* [Exercise]
Please reproduce each of the items below word for word, leaving out the pictures.

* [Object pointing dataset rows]

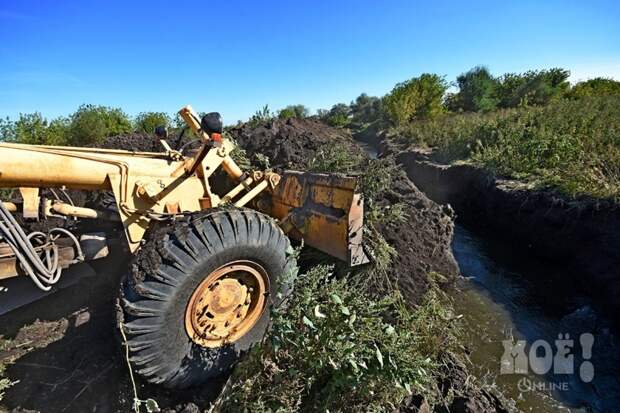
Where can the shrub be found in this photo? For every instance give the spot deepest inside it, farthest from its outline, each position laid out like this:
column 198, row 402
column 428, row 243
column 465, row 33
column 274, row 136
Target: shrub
column 595, row 87
column 338, row 116
column 532, row 88
column 90, row 124
column 34, row 129
column 294, row 111
column 571, row 145
column 261, row 116
column 477, row 90
column 147, row 121
column 366, row 109
column 418, row 98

* [Exercise answer]
Where can the shrub be found in this photo? For every instance give the spot deepest inside it, farthest from its outline, each position laid out like this:
column 198, row 402
column 428, row 243
column 465, row 33
column 274, row 136
Target: shrub
column 595, row 87
column 338, row 116
column 532, row 88
column 90, row 124
column 34, row 129
column 294, row 111
column 571, row 145
column 261, row 116
column 477, row 90
column 147, row 121
column 366, row 109
column 418, row 98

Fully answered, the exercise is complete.